= Listing =
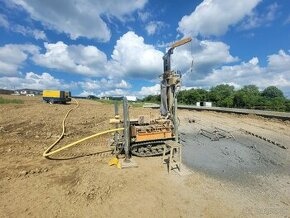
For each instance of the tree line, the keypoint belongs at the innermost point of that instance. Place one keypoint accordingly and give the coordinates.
(250, 97)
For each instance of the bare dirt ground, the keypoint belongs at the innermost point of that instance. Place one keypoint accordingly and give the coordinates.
(241, 177)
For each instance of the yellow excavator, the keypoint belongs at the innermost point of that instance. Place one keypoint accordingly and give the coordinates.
(144, 137)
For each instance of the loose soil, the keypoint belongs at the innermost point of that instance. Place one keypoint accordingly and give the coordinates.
(242, 176)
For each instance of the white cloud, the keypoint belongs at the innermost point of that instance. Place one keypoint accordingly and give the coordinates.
(3, 21)
(214, 17)
(276, 73)
(153, 27)
(84, 60)
(103, 85)
(198, 58)
(149, 90)
(81, 18)
(34, 81)
(132, 57)
(12, 57)
(254, 19)
(144, 16)
(27, 31)
(280, 62)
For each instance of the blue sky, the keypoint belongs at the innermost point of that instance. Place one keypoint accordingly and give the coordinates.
(110, 47)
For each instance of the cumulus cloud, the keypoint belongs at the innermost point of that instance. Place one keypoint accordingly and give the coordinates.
(276, 73)
(197, 59)
(83, 18)
(17, 28)
(255, 19)
(27, 31)
(214, 17)
(154, 26)
(132, 57)
(149, 90)
(84, 60)
(3, 21)
(13, 56)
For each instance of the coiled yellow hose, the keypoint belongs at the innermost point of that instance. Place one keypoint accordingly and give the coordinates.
(47, 152)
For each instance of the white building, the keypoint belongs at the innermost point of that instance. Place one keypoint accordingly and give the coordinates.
(131, 98)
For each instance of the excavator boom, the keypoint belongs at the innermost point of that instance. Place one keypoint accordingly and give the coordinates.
(181, 42)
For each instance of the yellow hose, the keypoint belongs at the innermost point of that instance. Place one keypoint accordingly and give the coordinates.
(46, 153)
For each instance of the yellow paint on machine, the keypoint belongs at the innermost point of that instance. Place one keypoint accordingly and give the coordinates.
(52, 93)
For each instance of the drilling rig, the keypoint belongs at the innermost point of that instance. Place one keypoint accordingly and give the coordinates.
(143, 137)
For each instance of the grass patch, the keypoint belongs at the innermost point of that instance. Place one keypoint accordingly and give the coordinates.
(10, 101)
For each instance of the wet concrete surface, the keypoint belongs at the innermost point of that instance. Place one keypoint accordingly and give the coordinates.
(238, 159)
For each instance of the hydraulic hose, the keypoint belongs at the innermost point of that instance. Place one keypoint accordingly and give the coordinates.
(47, 152)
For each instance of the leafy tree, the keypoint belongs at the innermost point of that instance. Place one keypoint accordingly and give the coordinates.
(247, 97)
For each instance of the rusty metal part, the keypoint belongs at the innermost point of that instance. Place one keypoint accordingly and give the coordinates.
(216, 134)
(211, 135)
(148, 149)
(264, 138)
(224, 133)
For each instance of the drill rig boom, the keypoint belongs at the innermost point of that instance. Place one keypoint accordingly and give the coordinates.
(170, 81)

= Exercise description =
Rewrite all of the rows above, replacing "innermost point" with "most central point" and keeping everything else the same. Leave out the pictures.

= The solution =
For each instance of the tree line, the keypoint belongs at the most central point of that instance. Place one keypoint accordingly and give the coordinates.
(250, 97)
For each instance of the bare dirt ground, the keypoint belongs at the most central point of that instance. Place one keypoint accordingly and give the coordinates.
(241, 177)
For each instance of the yellow excavator, the keypoint belongs at the most central point of that instance. Place one keypoint accordingly and give the coordinates.
(144, 137)
For each instance of the loose soil, the keypoint belongs at the most central point of that instance. Place one keypoint accordingly and give the coordinates.
(242, 176)
For each instance of the white cloud, the keypoint belongs at the most central point of that instance. Place one keypoint accordingly and give the coordinates.
(3, 21)
(214, 17)
(276, 73)
(153, 27)
(84, 60)
(103, 85)
(198, 58)
(149, 90)
(81, 18)
(34, 81)
(132, 57)
(12, 57)
(254, 19)
(144, 16)
(27, 31)
(280, 62)
For each instance of the blue sky, the keypoint belongs at the most central point of that instance. Place one keypoint accordingly and give the coordinates.
(110, 47)
For each instance of the cumulus cloud, the keypoint belongs at the most central point of that instance. Place one keypoint accordingly and give the coordinates.
(276, 73)
(197, 59)
(83, 18)
(17, 28)
(255, 19)
(27, 31)
(214, 17)
(154, 26)
(132, 57)
(149, 90)
(84, 60)
(3, 21)
(13, 56)
For each instance of the coiled yellow hose, the keypoint belongs at the most central point of that instance. Place one keypoint accordingly and give the coordinates.
(47, 152)
For each instance of the white building, the keypoint belongs at the most central point of that instance. Place one keypoint accordingly and give the coordinates.
(131, 98)
For each instance of the excavator boom, the keypoint belongs at the most central point of that instance. Place one keypoint accordingly and give the coordinates.
(181, 42)
For each instance of the yellow hose, the keypoint belongs at the most central point of that instance. Place one keypoint accordingly and give the coordinates.
(46, 153)
For each instance of the yellow paint on machine, the keypoint belongs at the most central point of that instance. Place one keypoint accordingly and give the coordinates.
(52, 93)
For each instance of the drilling rig, the keypoint belongs at the most central point of that instance. Place one keypoint accordingly and give the coordinates.
(143, 137)
For each instance of the grass patch, the keypoint belongs at the most central point of that instance. Place one keypoint accordingly and give the coordinates.
(10, 101)
For each instance of the wet concrete surface, the keypoint belongs at the most central point of that instance. Place one keypoint accordingly and give the coordinates.
(238, 159)
For each instance of the hydraulic hose, the keypoint belongs at the most central point of that instance. Place one keypoint accordingly and give the coordinates.
(47, 152)
For each instance of the leafy tree, the keypoint belongs at the most central point of that instance. Place one keypoint accordingly and give the coordinates.
(247, 97)
For each instance of the rusty metal part, the keypoint belongs at the most central point of that instance. Place one keypoint accordingly and give the coordinates.
(216, 134)
(211, 135)
(148, 149)
(264, 138)
(224, 133)
For each instance of the drill rig boom, the keypoint belongs at the most central point of that instance. Place one keypoint accordingly and give the coordinates.
(170, 81)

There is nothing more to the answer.